Exercise prompt:
Write out, word for word, only the lines from the one with "of the crosswalk" to the end of the data below.

Excerpted data:
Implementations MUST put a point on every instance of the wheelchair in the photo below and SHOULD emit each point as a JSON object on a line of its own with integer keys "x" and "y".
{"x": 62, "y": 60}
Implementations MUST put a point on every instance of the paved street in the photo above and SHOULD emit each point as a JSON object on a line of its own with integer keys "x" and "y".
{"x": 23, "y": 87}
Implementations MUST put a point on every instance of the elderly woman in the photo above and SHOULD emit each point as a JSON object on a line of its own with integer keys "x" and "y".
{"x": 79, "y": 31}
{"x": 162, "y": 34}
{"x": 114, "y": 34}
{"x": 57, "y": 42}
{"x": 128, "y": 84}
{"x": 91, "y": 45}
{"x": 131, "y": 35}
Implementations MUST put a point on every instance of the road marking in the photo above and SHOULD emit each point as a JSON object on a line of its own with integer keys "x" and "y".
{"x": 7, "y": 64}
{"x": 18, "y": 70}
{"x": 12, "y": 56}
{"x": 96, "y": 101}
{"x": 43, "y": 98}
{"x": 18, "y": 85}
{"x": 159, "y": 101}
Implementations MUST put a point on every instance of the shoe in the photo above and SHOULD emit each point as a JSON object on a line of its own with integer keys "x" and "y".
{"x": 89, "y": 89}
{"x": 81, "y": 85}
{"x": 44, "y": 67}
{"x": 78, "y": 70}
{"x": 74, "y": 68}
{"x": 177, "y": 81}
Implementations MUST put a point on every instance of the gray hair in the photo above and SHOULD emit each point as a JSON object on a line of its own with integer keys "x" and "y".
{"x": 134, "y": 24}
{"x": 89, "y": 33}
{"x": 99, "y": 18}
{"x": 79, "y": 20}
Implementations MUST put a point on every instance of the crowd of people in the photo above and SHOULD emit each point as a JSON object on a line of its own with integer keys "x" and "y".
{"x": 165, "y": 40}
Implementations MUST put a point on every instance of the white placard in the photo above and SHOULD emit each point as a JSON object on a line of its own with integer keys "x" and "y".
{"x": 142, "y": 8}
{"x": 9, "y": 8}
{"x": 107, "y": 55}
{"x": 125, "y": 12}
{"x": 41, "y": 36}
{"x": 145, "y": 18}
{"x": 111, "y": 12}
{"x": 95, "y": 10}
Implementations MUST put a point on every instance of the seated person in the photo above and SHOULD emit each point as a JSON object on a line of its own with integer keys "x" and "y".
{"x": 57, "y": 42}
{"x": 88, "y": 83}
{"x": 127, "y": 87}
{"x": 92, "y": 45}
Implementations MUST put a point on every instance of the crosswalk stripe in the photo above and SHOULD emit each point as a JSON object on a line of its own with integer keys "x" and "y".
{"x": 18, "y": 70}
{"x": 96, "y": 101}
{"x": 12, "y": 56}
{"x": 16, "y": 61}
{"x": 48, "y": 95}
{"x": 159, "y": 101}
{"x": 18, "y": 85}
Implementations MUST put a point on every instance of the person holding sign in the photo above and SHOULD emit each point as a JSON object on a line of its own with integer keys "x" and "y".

Exercise answer:
Implementations MUST put a point on every instance of the crosswalk stripe in the photo above and SHOULD emit each point as a JSON object on a line of its own with integer keys "x" and "y".
{"x": 18, "y": 70}
{"x": 96, "y": 101}
{"x": 12, "y": 56}
{"x": 16, "y": 61}
{"x": 48, "y": 95}
{"x": 159, "y": 101}
{"x": 18, "y": 85}
Implementations MUST put a point on every instance of the person holding sign in the photo above and SHOULD emit each point as a JSON object on a line of its own with integer keys "x" and "y".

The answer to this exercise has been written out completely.